- Requirements:
1. Using the header comment of the jddiffct.c source, explain why the file describes its controller as an "[un]difference" buffer controller.
2. Copy verbatim the part of the jddiffct.c source that begins at the words "Source (jump to" and ends after "1999, Ken Murchison.".

#### Text shown

/src/libjpeg-turbo.main/jddiffct.c

Source (jump to first uncovered line)
/*
 * jddiffct.c
 *
 * This file was part of the Independent JPEG Group's software:
 * Copyright (C) 1994-1997, Thomas G. Lane.
 * Lossless JPEG Modifications:
 * Copyright (C) 1999, Ken Murchison.
 * libjpeg-turbo Modifications:
 * Copyright (C) 2022, D. R. Commander.
 * For conditions of distribution and use, see the accompanying README.ijg
 * file.
 *
 * This file contains the [un]difference buffer controller for decompression.
 * This controller is the top level of the lossless JPEG decompressor proper.
 * The difference buffer lies between the entropy decoding and
 * prediction/undifferencing steps.  The undifference buffer lies between the
 * prediction/undifferencing and scaling steps.
 *
 * In buffered-image mode, this controller is the interface between
 * input-oriented processing and output-oriented processing.
 */

#define JPEG_INTERNALS
#include "jinclude.h"
#include "jpeglib.h"

########
#### Stored data

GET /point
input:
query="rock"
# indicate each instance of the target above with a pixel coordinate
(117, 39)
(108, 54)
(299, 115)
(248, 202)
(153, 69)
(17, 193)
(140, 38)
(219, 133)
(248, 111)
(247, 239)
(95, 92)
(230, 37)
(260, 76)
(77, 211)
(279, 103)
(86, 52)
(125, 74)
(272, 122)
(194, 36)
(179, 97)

########

- Solutions in order:
1. The controller handles two buffers. The difference buffer lies between entropy decoding and the prediction/undifferencing steps. The undifference buffer lies between prediction/undifferencing and scaling.

2.
Source (jump to first uncovered line)
/*
 * jddiffct.c
 *
 * This file was part of the Independent JPEG Group's software:
 * Copyright (C) 1994-1997, Thomas G. Lane.
 * Lossless JPEG Modifications:
 * Copyright (C) 1999, Ken Murchison.